==== Исходный отрывок
Раневскую Любовь Петровна Орлова называла «мой дорогой Фей» или «Любимый Фей». Это Раневская уговорила сниматься Орлову в ее первом фильме:
«Я стала сниматься в кино благодаря Раневской. Меня не отпускал театр в мой первый фильм, и я собиралась уже отказаться от съемок, но Фаина запретила мне делать это, доказывая, что кинематограф станет моей судьбой», — говорила Орлова.
В один особенно жаркий день у Прутов на даче было решено идти купаться. Куда? Никакой речки я в округе не замечал. Был только пруд, которым кончалась дачная улица.
«Это не "Прут", а "пруд", — учила меня бабушка, — на конце не "т", как у Софьи Ефимовны, а "д"!» В этом тесном пруду тогда бил холодный ключ, и однажды там утонул несчастный юноша — случился сердечный приступ. На этот пруд никто идти не хотел. А речка все-таки была — маленькая, незаметная, но не ручей — вилась себе среди кустов, выходила на луг перед ильинской красной церковью, и там среди холодной травы мы расположились для купания.
Я не умел плавать — бабушка, Фуфа и Пруты сидели на траве, а мама держала меня и ласково и медленно окунала в речную прохладную блестящую рябь — веселую и неожиданную, с желтым песчаным дном, похожим на полосатое нёбо у нашего кота.
Через год, в Сочи, я осмелел и решил постоять в воде у морского берега — набежала волна и легко опрокинула меня. Помню шум бегущей плотной воды в ушах и крепкие мамины руки, схватившие меня за бока, и — опять — свет, солнце и ее голос: «Здесь море — волны, это не Внуково!»
Последний раз Фаина Георгиевна отдыхала вместе с Павлой Леонтьевной во Внуково летом 1958 года. Фуфа сняла для бабушки комнату и террасу на даче напротив Прутов; моя мама и Фуфа бывали во Внуково наездами.
В одну из редких театральных пауз они привезли с собой нашего обожаемого сиамского кота Тики, попавшего к нам тем же путем, что и альбом Ива Монтана — от С.В. Образцова, который жил на другой внуковской улице и разводил в СССР Ива Монтана и сиамских котов. Короткий отдых кончился драматически: кот моментально исчез, и убитая горем мама несколько последних дней отпуска ходила по дачным улочкам, призывая беглеца: «Тики, Тики!» Кота обнаружили на седьмой день рядом с дачей. Мерзавец никуда не уходил, а сидел в кустах, внимательно наблюдая за мамиными мучениями, которые прерывались лишь беспощадной критикой Фаины Георгиевны в адрес всего сущего. В архиве Раневской в ЦГАЛИ есть большая фотография Тики, которую я подарил Фаине Георгиевне. На обороте она написала: «Я его страстно любила, называла Кон-Тики, он недавно умер».
Жестокость времени, окружающая нищета и постоянный страх сделали невыносимо трудной жизнь Фаины Георгиевны и Павлы Леонтьевны. Они находили забвение и отраду в дорогих им вещах, книгах, музыке — культуре XIX века. Много раз я слышал их возгласы: «Хочу в прошлый век!»
Раневская любила природу средней полосы России, покорившую Чехова и Левитана, и все пыталась писать акварелью сама стволы деревьев, пруд и дождливое пасмурное небо. Пушкинское «наше северное лето — карикатура южных зим» было ей дороже солнечных полотен мастеров «победившего соцреализма». Поэтому, наверное, она так часто возила нас в Серебряный бор, в Комарово, любила дубовые рощи и овраг во Внуково. Там она гуляла с Павлой Леонтьевной по дорожкам, и они вместе смотрели на зелено-красную церковь у деревни Изварино.
========
==== Исходные данные
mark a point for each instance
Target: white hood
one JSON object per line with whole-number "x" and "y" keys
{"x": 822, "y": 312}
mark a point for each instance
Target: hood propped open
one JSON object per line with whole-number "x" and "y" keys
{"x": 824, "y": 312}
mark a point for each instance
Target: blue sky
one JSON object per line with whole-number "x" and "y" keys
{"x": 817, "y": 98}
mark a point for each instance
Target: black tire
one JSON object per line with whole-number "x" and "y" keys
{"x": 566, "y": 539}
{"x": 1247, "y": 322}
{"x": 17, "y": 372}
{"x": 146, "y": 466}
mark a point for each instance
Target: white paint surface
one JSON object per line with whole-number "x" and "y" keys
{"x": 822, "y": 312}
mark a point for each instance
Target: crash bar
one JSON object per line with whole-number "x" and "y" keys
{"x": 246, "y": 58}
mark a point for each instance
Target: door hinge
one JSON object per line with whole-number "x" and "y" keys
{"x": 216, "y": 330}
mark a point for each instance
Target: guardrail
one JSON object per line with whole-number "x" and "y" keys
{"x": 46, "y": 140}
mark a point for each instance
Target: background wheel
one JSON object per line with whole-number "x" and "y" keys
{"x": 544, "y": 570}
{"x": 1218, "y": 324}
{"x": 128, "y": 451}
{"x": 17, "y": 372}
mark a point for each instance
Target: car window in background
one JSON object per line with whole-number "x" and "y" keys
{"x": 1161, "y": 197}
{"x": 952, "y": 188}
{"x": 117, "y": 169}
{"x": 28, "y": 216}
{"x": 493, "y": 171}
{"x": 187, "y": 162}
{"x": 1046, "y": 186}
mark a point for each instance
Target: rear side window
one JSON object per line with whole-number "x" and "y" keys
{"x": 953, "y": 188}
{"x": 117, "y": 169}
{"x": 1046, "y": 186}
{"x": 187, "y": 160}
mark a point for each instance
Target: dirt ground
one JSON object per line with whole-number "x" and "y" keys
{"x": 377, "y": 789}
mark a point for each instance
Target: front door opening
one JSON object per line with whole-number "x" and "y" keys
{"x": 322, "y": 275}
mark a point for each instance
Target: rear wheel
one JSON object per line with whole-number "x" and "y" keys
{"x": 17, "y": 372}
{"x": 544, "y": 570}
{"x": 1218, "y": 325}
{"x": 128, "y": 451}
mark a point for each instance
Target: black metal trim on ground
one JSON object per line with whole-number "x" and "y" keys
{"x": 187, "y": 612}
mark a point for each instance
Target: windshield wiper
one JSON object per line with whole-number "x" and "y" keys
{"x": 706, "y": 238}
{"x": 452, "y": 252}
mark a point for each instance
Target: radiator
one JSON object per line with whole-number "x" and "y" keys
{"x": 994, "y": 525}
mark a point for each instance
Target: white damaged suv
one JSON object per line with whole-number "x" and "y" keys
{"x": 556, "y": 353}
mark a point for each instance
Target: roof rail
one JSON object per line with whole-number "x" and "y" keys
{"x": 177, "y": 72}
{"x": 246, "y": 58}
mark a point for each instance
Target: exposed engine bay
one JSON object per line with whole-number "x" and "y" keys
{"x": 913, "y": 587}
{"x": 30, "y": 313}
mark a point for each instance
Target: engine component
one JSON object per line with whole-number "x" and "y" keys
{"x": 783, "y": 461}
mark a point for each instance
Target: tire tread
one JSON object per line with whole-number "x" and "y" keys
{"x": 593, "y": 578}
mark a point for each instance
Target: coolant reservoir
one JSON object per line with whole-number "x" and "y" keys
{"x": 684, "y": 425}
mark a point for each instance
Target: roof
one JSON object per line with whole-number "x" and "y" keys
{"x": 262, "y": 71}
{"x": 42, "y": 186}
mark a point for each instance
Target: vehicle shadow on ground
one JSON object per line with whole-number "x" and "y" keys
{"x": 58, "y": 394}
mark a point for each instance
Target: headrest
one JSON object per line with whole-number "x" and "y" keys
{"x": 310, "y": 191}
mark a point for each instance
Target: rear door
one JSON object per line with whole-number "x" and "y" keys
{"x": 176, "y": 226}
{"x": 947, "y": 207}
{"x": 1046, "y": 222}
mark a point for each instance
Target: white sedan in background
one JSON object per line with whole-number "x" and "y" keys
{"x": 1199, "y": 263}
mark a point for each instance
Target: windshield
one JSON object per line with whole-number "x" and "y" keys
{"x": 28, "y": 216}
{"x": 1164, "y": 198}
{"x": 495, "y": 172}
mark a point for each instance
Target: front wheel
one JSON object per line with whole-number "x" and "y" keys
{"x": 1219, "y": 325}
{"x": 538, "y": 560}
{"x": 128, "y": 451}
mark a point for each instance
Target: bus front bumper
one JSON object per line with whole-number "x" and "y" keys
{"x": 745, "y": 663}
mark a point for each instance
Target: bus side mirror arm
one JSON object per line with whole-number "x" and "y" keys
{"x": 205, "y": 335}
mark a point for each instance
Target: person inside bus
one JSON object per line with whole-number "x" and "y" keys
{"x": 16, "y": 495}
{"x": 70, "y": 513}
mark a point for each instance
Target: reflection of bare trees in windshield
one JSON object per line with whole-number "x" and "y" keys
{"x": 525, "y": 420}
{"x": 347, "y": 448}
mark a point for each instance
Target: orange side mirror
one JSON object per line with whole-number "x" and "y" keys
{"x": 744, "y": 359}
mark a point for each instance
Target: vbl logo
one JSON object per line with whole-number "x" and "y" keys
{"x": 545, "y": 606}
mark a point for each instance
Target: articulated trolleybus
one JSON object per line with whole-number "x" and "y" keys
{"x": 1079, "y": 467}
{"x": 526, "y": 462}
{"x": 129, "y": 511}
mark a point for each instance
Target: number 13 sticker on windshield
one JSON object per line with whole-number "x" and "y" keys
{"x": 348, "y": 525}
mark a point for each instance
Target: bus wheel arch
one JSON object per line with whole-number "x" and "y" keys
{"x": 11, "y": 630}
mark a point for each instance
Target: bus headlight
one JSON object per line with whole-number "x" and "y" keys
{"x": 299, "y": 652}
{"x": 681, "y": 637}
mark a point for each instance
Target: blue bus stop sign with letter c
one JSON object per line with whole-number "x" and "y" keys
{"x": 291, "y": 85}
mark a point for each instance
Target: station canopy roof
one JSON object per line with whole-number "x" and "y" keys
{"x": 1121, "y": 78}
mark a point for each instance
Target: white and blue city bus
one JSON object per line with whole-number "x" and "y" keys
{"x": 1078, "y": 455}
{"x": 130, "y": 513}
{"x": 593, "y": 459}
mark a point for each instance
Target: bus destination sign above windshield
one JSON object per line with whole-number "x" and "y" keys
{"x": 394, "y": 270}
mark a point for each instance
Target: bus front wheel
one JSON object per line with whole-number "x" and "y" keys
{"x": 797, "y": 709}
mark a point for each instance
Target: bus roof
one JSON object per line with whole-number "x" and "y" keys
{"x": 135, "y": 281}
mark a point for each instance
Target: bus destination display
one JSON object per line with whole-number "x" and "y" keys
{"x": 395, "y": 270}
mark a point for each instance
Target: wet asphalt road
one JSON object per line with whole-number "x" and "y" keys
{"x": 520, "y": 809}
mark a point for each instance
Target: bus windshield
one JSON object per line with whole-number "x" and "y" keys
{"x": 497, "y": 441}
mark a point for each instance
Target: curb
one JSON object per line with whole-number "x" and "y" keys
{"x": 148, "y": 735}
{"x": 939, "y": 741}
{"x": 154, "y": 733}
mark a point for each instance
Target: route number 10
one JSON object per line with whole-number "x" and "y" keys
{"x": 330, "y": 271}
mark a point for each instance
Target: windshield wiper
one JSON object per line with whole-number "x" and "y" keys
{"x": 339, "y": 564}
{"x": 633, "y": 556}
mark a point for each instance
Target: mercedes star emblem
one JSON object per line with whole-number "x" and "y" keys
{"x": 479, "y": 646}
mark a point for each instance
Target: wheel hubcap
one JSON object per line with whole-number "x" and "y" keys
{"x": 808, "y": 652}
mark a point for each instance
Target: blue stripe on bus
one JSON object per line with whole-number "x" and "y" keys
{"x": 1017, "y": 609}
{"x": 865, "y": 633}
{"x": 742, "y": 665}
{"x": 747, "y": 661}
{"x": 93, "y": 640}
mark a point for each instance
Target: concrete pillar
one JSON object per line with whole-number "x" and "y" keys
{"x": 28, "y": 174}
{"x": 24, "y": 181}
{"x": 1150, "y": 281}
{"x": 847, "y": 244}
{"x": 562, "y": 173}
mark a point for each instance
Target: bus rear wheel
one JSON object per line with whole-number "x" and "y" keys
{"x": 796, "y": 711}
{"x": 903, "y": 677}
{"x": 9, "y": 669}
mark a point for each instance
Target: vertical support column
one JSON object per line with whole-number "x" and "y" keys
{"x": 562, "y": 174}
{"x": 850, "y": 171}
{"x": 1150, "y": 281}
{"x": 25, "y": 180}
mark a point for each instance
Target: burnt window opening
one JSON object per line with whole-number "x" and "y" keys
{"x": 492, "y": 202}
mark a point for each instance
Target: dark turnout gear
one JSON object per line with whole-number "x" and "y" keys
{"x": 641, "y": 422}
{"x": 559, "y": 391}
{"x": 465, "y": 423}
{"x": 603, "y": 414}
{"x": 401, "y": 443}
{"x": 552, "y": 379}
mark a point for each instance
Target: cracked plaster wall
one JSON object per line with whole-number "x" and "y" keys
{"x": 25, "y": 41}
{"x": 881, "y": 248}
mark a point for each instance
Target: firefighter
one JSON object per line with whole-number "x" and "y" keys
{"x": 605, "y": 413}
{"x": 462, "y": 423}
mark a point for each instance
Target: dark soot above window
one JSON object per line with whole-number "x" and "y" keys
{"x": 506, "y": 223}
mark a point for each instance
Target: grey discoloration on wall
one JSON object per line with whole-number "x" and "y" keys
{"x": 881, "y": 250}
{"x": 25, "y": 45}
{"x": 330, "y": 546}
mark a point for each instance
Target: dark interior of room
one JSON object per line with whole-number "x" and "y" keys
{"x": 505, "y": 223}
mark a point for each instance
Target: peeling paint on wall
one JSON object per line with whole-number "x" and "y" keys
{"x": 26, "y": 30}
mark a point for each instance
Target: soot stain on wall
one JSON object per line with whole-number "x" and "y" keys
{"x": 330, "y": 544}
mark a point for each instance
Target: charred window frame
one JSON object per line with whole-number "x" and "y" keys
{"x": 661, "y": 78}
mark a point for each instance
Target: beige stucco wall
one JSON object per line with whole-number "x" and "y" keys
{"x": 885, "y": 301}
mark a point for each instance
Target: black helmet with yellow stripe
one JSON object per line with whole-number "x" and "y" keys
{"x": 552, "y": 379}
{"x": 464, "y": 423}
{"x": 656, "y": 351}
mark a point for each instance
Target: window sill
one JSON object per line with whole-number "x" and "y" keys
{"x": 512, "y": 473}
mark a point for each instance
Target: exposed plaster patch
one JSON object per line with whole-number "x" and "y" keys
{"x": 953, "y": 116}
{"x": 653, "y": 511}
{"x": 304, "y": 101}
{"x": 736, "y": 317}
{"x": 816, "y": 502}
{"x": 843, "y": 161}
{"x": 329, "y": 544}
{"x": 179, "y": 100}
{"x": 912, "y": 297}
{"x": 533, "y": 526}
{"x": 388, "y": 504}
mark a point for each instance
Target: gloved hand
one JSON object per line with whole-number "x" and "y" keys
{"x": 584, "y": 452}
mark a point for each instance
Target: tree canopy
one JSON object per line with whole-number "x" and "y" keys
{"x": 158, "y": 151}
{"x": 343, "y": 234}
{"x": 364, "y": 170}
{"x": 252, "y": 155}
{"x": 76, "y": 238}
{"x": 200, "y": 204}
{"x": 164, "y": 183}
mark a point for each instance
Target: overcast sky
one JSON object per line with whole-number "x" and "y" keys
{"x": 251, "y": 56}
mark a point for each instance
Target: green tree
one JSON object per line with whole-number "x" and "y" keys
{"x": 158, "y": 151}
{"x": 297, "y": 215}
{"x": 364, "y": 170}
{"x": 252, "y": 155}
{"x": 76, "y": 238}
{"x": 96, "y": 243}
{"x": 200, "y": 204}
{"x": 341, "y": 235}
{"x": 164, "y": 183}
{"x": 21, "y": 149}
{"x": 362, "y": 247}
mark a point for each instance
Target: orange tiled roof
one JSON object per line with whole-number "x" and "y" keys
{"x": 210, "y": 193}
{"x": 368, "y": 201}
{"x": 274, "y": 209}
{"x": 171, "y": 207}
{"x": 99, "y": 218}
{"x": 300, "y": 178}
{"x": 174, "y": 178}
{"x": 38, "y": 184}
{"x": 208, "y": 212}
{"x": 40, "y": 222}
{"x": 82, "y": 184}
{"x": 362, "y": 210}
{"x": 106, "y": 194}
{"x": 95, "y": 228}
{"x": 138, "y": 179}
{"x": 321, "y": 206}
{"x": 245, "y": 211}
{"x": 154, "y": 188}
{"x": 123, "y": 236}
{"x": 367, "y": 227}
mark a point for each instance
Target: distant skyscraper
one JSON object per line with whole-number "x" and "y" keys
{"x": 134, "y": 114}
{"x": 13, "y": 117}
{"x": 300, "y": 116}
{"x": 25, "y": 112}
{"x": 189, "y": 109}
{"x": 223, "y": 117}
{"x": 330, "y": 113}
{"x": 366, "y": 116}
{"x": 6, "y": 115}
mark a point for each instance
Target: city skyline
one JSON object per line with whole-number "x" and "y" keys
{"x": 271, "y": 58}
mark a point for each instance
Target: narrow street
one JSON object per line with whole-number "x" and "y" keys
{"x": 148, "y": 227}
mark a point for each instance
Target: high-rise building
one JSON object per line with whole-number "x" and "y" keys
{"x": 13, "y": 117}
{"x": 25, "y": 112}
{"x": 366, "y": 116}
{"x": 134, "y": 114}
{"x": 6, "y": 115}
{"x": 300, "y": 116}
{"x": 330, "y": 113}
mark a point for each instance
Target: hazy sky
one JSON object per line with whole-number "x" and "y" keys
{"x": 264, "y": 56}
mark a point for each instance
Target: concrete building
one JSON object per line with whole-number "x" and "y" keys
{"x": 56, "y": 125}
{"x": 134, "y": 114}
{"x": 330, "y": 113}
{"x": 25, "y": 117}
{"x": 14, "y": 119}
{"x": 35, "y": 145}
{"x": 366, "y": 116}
========
= Условие задачи =
Перепишите отрывок начиная со слов «В один особенно» и дальше вплоть до слов «расположились для купания.», поменяв «ключ» на «родник».

= Ответ к задаче =
В один особенно жаркий день у Прутов на даче было решено идти купаться. Куда? Никакой речки я в округе не замечал. Был только пруд, которым кончалась дачная улица.
«Это не "Прут", а "пруд", — учила меня бабушка, — на конце не "т", как у Софьи Ефимовны, а "д"!» В этом тесном пруду тогда бил холодный родник, и однажды там утонул несчастный юноша — случился сердечный приступ. На этот пруд никто идти не хотел. А речка все-таки была — маленькая, незаметная, но не ручей — вилась себе среди кустов, выходила на луг перед ильинской красной церковью, и там среди холодной травы мы расположились для купания.